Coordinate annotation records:
==============================

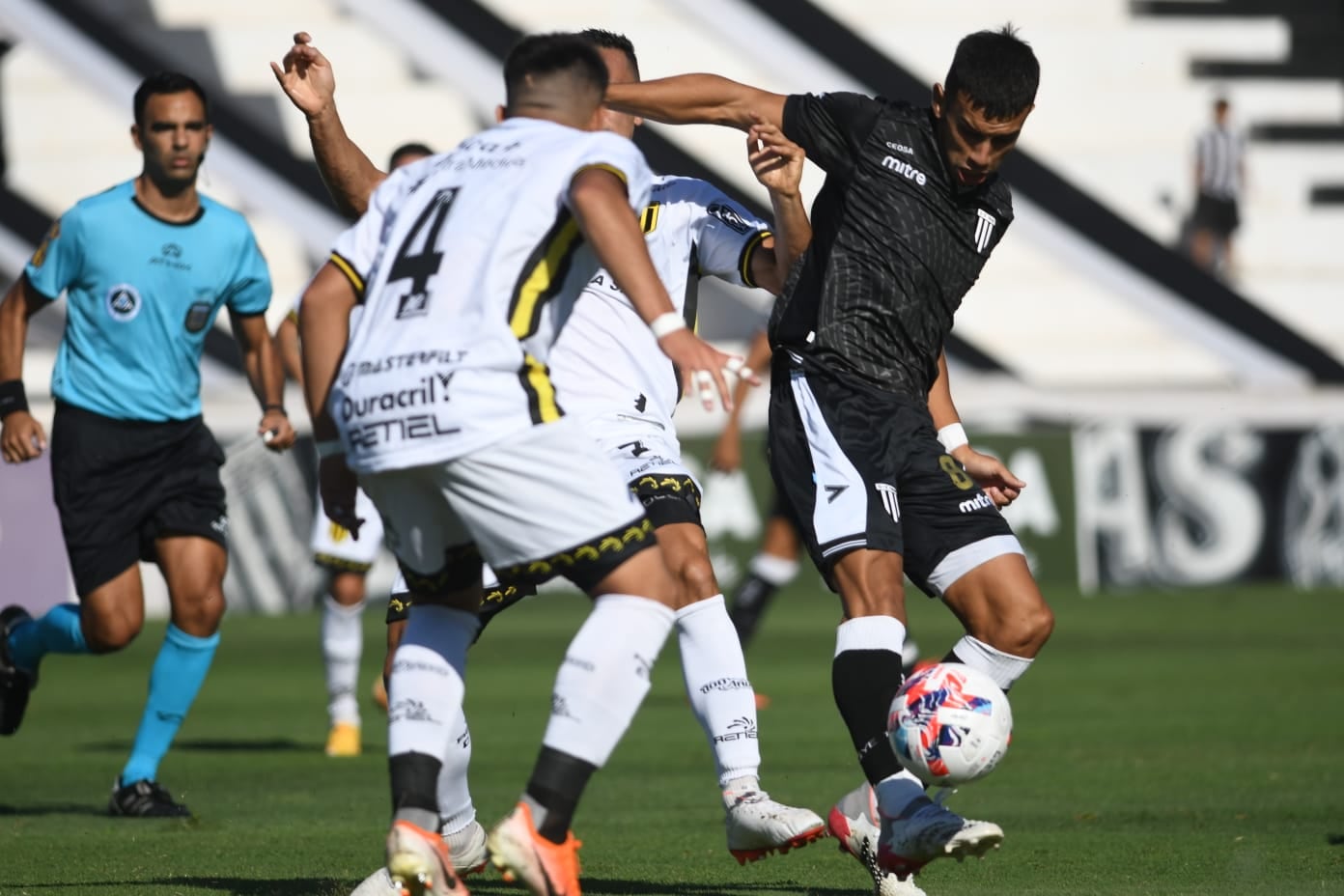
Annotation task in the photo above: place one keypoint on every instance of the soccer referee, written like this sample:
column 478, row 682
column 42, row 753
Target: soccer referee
column 146, row 266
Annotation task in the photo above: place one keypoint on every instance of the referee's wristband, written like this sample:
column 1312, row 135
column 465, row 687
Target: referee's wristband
column 953, row 436
column 667, row 322
column 329, row 448
column 13, row 398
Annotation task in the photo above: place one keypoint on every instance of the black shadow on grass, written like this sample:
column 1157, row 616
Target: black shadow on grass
column 236, row 885
column 55, row 809
column 212, row 744
column 613, row 886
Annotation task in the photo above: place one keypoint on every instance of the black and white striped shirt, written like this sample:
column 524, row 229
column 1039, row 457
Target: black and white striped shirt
column 1219, row 152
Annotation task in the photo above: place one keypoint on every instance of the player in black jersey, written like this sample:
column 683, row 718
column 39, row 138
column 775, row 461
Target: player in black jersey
column 874, row 465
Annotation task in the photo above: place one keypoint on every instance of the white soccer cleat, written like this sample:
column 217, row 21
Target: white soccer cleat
column 523, row 855
column 378, row 884
column 758, row 826
column 854, row 824
column 418, row 862
column 466, row 850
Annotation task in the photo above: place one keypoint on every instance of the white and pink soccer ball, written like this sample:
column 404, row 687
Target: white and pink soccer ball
column 949, row 724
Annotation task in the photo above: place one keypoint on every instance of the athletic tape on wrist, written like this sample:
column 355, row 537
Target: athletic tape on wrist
column 953, row 436
column 13, row 398
column 667, row 322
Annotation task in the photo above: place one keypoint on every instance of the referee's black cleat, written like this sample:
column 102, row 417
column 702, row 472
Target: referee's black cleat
column 144, row 799
column 15, row 684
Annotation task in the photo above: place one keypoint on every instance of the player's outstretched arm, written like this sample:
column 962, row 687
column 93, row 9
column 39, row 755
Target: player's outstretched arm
column 990, row 472
column 609, row 225
column 261, row 361
column 726, row 456
column 21, row 438
column 698, row 99
column 308, row 79
column 322, row 333
column 777, row 163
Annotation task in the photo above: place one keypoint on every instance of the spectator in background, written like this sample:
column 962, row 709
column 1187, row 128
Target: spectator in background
column 1219, row 176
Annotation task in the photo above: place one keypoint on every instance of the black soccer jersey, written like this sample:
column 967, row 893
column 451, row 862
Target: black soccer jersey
column 894, row 246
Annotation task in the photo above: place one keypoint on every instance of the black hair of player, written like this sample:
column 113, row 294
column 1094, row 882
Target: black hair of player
column 551, row 54
column 407, row 150
column 997, row 71
column 603, row 40
column 165, row 82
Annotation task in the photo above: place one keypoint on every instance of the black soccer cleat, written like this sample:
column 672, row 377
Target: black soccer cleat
column 144, row 799
column 15, row 684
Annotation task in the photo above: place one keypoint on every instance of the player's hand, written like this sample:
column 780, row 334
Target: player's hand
column 991, row 474
column 21, row 438
column 276, row 430
column 307, row 77
column 775, row 160
column 338, row 487
column 726, row 456
column 705, row 367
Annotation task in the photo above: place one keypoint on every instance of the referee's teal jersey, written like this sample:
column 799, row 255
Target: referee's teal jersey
column 140, row 295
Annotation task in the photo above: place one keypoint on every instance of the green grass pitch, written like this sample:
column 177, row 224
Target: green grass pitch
column 1166, row 743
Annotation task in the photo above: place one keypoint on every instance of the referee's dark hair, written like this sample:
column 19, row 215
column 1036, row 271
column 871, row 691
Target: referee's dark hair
column 603, row 40
column 418, row 151
column 164, row 82
column 996, row 70
column 546, row 57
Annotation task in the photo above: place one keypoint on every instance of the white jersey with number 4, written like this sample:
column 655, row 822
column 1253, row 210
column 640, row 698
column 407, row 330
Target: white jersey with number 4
column 468, row 265
column 606, row 363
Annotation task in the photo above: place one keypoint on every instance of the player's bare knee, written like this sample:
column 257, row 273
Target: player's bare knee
column 1022, row 630
column 199, row 611
column 695, row 576
column 347, row 589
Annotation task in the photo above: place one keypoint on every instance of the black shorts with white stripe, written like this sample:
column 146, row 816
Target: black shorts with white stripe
column 863, row 467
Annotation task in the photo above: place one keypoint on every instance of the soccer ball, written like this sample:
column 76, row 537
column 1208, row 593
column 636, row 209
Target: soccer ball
column 949, row 724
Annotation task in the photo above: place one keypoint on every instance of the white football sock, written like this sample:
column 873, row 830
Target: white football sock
column 605, row 676
column 455, row 794
column 343, row 639
column 718, row 686
column 882, row 633
column 777, row 572
column 428, row 682
column 1004, row 668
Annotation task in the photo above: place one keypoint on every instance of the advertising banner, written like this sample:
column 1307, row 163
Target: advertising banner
column 1207, row 503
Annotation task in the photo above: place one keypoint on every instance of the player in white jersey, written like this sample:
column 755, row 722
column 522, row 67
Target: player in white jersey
column 468, row 266
column 609, row 373
column 345, row 562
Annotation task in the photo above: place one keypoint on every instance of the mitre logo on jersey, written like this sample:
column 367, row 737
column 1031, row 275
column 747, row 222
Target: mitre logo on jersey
column 984, row 229
column 729, row 218
column 905, row 170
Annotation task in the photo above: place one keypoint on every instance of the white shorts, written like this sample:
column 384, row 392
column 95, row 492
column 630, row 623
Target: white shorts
column 640, row 449
column 541, row 503
column 333, row 546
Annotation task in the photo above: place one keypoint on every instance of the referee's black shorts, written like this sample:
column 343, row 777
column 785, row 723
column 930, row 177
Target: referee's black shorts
column 123, row 484
column 863, row 469
column 1216, row 213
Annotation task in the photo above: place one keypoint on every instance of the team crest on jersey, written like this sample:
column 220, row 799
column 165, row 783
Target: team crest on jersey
column 984, row 229
column 123, row 302
column 41, row 256
column 198, row 316
column 729, row 216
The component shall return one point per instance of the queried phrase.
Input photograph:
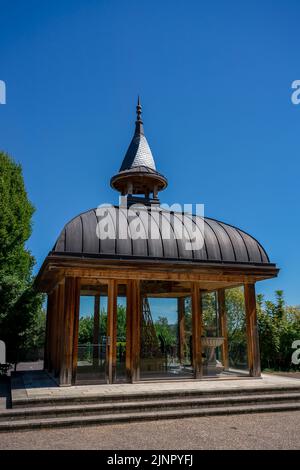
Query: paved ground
(253, 431)
(37, 384)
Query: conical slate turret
(138, 174)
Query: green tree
(19, 303)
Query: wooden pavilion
(84, 263)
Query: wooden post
(75, 330)
(111, 362)
(96, 330)
(181, 328)
(136, 330)
(252, 331)
(196, 330)
(128, 360)
(223, 327)
(61, 306)
(53, 332)
(59, 327)
(70, 331)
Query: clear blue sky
(215, 80)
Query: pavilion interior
(166, 332)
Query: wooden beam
(181, 328)
(128, 360)
(223, 327)
(54, 332)
(196, 330)
(70, 331)
(96, 329)
(59, 327)
(48, 333)
(136, 330)
(111, 362)
(252, 331)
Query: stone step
(73, 398)
(142, 405)
(83, 420)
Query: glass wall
(236, 330)
(211, 338)
(91, 360)
(121, 334)
(165, 331)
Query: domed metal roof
(222, 243)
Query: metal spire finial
(139, 110)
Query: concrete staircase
(36, 413)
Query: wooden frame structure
(63, 277)
(81, 259)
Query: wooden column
(181, 328)
(111, 359)
(252, 331)
(96, 329)
(196, 330)
(48, 332)
(70, 331)
(136, 330)
(53, 332)
(59, 310)
(61, 306)
(128, 360)
(223, 327)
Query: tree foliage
(20, 306)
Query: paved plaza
(38, 385)
(253, 431)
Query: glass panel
(91, 361)
(121, 333)
(236, 330)
(166, 331)
(211, 339)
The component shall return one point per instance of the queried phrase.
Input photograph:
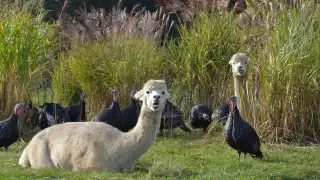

==============================

* Problem details
Locate every line in the records above that contains the word "metal", and copy each of those lines.

* Solution below
Query: domed metal roof
Query: metal spire finial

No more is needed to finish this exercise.